Trecho:

========

Para Henrique, embora denso, “Os Sertões” não é um livro que assuste a juventude. “Dá para ler, mas precisa de algum preparo. Ler da forma correta, que são os capítulos Terra, Homem e Luta. Mas vejo que a maioria quer começar pela Luta, que é a parte mais agitada”, diz. Segundo ele, “Os Sertões” é considerado um clássico porque dialoga com diferentes disciplinas que vão da história e sociologia até a biologia. “É um livro que não se esgota”, afirma ele.
“Os Sertões” ganhou edições em espanhol, inglês, sueco, francês, dinamarquês, italiano, holandês, chinês e alemão, entre outras. Em 2010 teve sua primeira adaptação para os quadrinhos, pela editora Desiderata, com roteiro de Carlos Ferreira e desenhos de Rodrigo Rosa. (JT)
DUELO DE 13 TIROS QUE MATOU O ESCRITOR TRAÍDO
Escrita por Gloria Perez, dirigida por Wolf Maia e lançada pela TV Globo em 1990, a minissérie “Desejo” buscou ser uma resposta ao sucesso na época da novela “Pantanal” da TV Manchete. A trama contava, de forma romanceada, o episódio conhecido como “A Tragédia da Piedade”, quando o escritor Euclides da Cunha (Tarcísio Meira) foi morto por Dilermando de Assis (Guilherme Fontes), amante de sua mulher Ana Emília Ribeiro (Vera Fischer). O caso foi registrado assim pelo jornal Correio da Manhã na edição de 16 de agosto de 1909:
“Tal como a reportagem pôde apurá-la, Euclides entrando pela casa onde os irmãos Dilermando e Dinorah residiam, estava verdadeiramente desvairado. Dinorah, que tomava café na sala levantou-se surpreendido. “Onde está Dil”? “Ainda está deitado”. E Dinorah indicou o quarto da frente da casa, que se encontrava fechado por dentro. Euclides tentou abri-la, mas encontrando resistência, arrombou-a com um pontapé. O arruído fez Dilermando levantar-se de um salto, encontrando já a sua frente Euclides da Cunha apontando-lhe um pequeno revólver Smith & Wesson. Um segundo depois estalou o primeiro tiro, que se perdeu. Dilermando corajosamente atirou-se sobre o escritor tentando desarmá-lo, o que não pôde fazer, recebendo nessa ocasião um tiro, que o feriu de raspão no pulso e no peito. Um outro tiro foi feri-lo no ventre. Intervindo nesta ocasião Dinorah, que também tentou desarmar Euclides. Este voltou-se rapidamente e alvejou o outro rapaz, ferindo-o na base da coluna vertebral.

========

Registros apresentados:
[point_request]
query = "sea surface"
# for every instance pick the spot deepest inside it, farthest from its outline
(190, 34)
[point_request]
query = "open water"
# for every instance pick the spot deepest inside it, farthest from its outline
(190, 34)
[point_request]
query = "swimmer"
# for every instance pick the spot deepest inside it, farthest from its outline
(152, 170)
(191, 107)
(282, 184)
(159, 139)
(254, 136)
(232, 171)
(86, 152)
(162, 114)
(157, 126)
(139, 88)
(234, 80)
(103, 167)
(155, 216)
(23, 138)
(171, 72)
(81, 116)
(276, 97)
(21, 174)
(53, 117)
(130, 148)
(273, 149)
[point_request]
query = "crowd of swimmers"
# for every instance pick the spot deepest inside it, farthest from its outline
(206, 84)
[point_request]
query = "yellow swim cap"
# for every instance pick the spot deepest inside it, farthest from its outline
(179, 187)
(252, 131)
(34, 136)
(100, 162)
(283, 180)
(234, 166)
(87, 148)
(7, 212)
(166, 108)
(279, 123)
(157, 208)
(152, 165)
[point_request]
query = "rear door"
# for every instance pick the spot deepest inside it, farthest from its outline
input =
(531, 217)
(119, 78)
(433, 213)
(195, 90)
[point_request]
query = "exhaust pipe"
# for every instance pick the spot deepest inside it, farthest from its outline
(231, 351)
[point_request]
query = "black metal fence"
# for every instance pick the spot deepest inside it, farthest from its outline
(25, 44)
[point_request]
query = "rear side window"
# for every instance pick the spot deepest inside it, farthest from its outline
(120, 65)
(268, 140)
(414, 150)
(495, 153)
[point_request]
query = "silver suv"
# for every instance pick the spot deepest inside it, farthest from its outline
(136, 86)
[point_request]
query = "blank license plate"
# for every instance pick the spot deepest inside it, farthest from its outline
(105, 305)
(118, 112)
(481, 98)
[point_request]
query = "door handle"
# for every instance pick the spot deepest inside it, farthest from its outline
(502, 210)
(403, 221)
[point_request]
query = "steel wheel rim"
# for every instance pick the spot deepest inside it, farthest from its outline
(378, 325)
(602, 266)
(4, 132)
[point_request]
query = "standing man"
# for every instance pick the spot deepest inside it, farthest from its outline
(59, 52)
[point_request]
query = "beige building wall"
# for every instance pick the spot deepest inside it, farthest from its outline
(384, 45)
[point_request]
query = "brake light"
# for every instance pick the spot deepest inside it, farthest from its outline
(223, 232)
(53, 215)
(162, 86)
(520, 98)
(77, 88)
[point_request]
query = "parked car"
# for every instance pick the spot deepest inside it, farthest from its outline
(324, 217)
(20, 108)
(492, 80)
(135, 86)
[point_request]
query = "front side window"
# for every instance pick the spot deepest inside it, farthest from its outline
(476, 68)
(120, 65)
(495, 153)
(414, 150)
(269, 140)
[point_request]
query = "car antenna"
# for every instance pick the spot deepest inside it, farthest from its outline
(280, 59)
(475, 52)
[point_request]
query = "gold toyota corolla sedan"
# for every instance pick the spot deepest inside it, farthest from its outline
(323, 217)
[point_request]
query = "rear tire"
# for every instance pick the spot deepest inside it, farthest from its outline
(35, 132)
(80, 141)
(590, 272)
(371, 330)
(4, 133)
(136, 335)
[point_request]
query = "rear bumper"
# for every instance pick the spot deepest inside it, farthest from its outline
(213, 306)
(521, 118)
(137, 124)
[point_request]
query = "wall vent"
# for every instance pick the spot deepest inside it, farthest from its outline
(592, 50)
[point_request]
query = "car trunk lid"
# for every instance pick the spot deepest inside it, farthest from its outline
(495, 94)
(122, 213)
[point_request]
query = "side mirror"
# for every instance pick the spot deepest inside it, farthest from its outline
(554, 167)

========

Segundo o trecho, em que ano "Os Sertões" ganhou sua primeira adaptação para os quadrinhos?

Em 2010.